TASK BRIEF: Exactly the lines from the one with "positive clicks: (126, 86)" through the end of the records below are to be output, the first and last included, and no others.

DATA:
########################################

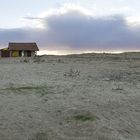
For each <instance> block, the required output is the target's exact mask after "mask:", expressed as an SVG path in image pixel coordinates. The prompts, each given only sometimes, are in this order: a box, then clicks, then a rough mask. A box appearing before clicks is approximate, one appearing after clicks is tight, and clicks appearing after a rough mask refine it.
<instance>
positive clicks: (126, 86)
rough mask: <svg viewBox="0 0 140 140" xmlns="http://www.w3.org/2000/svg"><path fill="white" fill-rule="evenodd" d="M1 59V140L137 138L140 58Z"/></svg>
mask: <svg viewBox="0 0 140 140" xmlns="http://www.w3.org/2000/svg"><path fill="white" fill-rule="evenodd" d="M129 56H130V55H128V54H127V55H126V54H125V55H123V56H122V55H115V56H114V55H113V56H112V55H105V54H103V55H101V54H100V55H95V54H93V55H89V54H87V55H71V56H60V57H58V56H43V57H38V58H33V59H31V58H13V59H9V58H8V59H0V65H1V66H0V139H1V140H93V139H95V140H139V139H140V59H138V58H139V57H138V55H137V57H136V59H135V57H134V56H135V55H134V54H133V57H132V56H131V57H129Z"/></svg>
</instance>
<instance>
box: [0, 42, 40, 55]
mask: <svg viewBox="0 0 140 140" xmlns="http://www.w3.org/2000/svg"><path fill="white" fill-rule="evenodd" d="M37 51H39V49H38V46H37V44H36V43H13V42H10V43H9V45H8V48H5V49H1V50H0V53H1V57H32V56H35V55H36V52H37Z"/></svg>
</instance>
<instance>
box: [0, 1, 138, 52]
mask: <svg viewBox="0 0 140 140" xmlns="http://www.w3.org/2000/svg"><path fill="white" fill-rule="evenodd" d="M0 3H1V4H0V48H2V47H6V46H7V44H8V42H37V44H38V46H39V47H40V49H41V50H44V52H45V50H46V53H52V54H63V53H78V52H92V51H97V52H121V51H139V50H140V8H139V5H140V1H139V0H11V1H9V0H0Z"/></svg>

########################################

RESPONSE TO THIS EXERCISE:
positive clicks: (126, 86)
rough mask: <svg viewBox="0 0 140 140" xmlns="http://www.w3.org/2000/svg"><path fill="white" fill-rule="evenodd" d="M1 59V140L137 138L140 58Z"/></svg>
mask: <svg viewBox="0 0 140 140" xmlns="http://www.w3.org/2000/svg"><path fill="white" fill-rule="evenodd" d="M129 56H130V55H128V54H127V55H126V54H125V55H123V56H122V55H115V56H114V55H113V56H112V55H105V54H103V55H101V54H100V55H95V54H93V55H89V54H87V55H71V56H60V57H58V56H43V57H38V58H33V59H31V58H13V59H9V58H8V59H0V65H1V66H0V139H1V140H93V139H95V140H139V139H140V59H138V58H139V57H138V55H137V57H136V59H135V57H134V56H135V55H134V54H133V57H132V56H131V57H129Z"/></svg>
</instance>
<instance>
box: [0, 42, 40, 55]
mask: <svg viewBox="0 0 140 140" xmlns="http://www.w3.org/2000/svg"><path fill="white" fill-rule="evenodd" d="M37 51H39V49H38V46H37V44H36V43H13V42H10V43H9V45H8V48H5V49H1V50H0V53H1V57H32V56H35V55H36V52H37Z"/></svg>
</instance>
<instance>
box: [0, 1, 138, 52]
mask: <svg viewBox="0 0 140 140" xmlns="http://www.w3.org/2000/svg"><path fill="white" fill-rule="evenodd" d="M0 3H1V4H0V48H2V47H6V46H7V44H8V42H37V44H38V46H39V47H40V49H41V50H44V52H45V50H46V53H52V54H63V53H78V52H92V51H97V52H121V51H139V50H140V8H139V5H140V1H139V0H11V1H9V0H0Z"/></svg>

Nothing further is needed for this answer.